*Supplied data*
— start —
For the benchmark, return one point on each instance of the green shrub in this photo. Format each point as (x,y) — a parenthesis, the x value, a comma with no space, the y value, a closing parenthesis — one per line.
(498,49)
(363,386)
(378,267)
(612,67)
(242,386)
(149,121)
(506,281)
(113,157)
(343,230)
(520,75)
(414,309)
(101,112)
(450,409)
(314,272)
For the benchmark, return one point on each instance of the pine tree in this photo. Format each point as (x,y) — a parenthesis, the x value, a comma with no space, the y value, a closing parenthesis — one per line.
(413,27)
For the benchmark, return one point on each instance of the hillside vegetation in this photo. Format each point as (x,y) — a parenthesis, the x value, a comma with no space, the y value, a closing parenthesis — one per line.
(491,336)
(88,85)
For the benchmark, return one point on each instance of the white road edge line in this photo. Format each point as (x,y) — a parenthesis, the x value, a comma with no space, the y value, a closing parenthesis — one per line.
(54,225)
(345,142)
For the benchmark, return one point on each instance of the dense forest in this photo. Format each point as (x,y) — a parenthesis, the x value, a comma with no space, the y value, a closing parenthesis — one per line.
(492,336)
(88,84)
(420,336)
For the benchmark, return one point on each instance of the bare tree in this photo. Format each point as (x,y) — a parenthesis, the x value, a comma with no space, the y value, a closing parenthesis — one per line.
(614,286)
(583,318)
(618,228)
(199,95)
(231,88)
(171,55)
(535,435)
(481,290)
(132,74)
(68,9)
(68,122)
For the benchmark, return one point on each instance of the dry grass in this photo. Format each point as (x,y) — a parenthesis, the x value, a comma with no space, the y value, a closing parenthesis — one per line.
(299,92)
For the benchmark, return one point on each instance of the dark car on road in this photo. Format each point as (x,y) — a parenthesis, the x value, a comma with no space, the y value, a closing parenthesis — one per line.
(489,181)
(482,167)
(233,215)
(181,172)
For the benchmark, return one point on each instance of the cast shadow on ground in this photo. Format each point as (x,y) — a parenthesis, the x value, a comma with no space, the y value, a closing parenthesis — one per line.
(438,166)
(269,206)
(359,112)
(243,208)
— end —
From the line containing "of the white" down to the final line of the data, write out every line exactly; both the first and last of these belong in your answer, and nothing else does.

For the benchmark, return one point on each instance of the white road edge line in this photo. Format each point as (x,y) — a parenthesis, the x value, a comma with no space, the y value, a closing parenthesis — one per line.
(54,225)
(345,142)
For the benchmark, return one point on each instance of the dense forest in this photo. Format each point as (x,y) — a parenthesis, the x value, a comma with no space, the y value, a closing parenthesis — one per line.
(492,336)
(88,84)
(420,336)
For the benchmark, return one point on each instance of the bare tree in this photo. Format each point as (x,y) — a parenthesis, the x value, a comma with no space, the y value, a closing parenthesis — one per line.
(614,286)
(583,318)
(618,228)
(199,95)
(231,88)
(171,55)
(535,435)
(481,290)
(132,74)
(68,9)
(68,122)
For the benchmark, return one point on each instance of the dry grass in this photo. Format each point as (x,y) — a parenthesis, the x value, a comma with no space, the y value, a closing parenthesis — one per line.
(299,92)
For the benchmark, return one point on each instance of the dark car on road in this photo. Format each point as (x,y) — a parenthesis, the x value, a comma with no space, the y value, a closing parenthesis — one per line.
(489,181)
(482,167)
(233,215)
(181,172)
For the benchmark, return one point on each instance of the cast shadow on ground in this photo. Format each point as (x,y) — a parenthesis, the x value, a comma with no space, the y value, a closing parenthesis — one per line.
(438,166)
(269,206)
(359,112)
(243,208)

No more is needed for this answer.